Task -
Locate every line in the listing below that contains the string "tree" and copy each one. Case counts.

☆ ☆ ☆

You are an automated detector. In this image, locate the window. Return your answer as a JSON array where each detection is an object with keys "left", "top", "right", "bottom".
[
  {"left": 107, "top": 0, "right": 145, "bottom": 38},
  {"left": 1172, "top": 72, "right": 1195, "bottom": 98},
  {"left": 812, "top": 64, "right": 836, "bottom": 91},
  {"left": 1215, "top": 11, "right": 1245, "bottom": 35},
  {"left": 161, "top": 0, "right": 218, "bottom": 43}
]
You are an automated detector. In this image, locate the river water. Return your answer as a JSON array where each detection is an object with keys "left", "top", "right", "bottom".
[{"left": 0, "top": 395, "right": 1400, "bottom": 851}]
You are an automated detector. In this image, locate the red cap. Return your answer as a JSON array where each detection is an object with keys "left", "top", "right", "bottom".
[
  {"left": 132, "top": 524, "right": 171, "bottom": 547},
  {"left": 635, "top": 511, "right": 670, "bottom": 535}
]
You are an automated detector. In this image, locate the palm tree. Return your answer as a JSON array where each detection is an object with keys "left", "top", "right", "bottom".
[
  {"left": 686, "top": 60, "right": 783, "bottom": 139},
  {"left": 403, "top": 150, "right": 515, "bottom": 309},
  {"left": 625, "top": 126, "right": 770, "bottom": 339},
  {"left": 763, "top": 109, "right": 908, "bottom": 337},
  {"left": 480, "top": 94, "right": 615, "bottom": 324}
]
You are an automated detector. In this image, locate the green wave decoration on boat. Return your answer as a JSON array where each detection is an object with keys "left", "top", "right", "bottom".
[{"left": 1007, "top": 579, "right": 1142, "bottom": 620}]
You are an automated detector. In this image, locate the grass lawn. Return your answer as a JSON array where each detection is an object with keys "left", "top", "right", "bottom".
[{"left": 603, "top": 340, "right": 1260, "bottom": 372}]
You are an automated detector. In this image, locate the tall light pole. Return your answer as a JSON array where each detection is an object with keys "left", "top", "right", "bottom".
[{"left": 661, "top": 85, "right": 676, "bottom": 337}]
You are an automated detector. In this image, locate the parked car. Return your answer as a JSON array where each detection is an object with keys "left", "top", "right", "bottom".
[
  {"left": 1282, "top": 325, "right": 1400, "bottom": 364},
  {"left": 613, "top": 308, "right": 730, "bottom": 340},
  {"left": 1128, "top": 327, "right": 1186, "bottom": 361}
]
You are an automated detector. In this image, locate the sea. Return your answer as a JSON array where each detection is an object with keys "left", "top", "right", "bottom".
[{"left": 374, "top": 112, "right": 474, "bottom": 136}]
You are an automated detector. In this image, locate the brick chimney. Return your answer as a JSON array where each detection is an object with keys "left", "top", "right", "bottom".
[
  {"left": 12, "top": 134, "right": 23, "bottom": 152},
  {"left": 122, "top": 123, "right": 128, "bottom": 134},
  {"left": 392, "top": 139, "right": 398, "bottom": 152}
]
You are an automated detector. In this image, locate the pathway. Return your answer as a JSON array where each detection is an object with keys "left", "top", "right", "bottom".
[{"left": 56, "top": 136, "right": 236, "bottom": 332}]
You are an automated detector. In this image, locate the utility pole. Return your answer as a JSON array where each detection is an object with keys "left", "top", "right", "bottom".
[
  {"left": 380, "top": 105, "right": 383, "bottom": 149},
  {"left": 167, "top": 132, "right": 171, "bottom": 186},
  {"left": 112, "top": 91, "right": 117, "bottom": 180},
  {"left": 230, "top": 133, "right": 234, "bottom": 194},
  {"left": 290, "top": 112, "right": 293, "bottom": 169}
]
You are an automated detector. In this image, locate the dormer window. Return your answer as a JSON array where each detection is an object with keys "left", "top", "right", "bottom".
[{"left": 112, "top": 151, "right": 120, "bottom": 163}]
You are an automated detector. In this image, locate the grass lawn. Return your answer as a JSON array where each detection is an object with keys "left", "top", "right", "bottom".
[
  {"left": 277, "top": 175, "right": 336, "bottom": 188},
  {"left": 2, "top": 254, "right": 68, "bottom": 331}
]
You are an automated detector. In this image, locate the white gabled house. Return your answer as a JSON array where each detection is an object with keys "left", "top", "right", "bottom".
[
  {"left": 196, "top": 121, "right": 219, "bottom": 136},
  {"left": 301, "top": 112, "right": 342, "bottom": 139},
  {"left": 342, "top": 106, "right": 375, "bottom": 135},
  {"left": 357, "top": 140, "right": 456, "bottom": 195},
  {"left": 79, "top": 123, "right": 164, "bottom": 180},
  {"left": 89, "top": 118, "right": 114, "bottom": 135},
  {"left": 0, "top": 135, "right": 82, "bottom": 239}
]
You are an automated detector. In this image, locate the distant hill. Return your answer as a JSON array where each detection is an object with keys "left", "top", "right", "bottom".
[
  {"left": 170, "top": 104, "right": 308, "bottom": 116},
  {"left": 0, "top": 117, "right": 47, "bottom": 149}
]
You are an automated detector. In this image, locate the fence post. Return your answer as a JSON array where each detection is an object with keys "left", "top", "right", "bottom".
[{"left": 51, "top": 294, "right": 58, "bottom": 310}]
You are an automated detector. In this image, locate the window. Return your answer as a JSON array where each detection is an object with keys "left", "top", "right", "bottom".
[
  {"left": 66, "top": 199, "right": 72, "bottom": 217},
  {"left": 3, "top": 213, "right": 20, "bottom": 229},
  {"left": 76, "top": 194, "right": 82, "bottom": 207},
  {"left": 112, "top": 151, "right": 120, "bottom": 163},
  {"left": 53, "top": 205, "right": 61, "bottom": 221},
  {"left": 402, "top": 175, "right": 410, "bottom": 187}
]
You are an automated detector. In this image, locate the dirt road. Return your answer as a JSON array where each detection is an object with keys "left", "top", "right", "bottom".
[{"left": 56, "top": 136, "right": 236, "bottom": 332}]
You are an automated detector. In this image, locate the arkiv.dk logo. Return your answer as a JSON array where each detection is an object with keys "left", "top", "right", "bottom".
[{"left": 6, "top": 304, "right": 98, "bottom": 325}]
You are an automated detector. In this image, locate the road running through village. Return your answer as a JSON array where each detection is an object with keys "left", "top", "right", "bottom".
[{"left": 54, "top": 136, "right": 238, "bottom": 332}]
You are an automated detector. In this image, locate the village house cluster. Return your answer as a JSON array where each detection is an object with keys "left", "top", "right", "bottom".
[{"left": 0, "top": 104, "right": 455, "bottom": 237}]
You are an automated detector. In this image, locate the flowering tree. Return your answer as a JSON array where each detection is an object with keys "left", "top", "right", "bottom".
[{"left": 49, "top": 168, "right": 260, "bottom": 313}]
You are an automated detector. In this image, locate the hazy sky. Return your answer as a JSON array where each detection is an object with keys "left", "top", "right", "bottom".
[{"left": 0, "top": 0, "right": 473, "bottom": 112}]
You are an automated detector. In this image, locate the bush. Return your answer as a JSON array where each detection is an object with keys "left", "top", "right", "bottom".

☆ ☆ ☆

Expected answer -
You are an automated detector. In this image, locate the palm tree. Return your answer as a JSON array where each detection is an object with keys "left", "top", "right", "bottom".
You are an automated detector. In this image, locate the flowering tree. Return your answer as a JSON array where each detection is an object with keys "left", "top", "right", "bottom".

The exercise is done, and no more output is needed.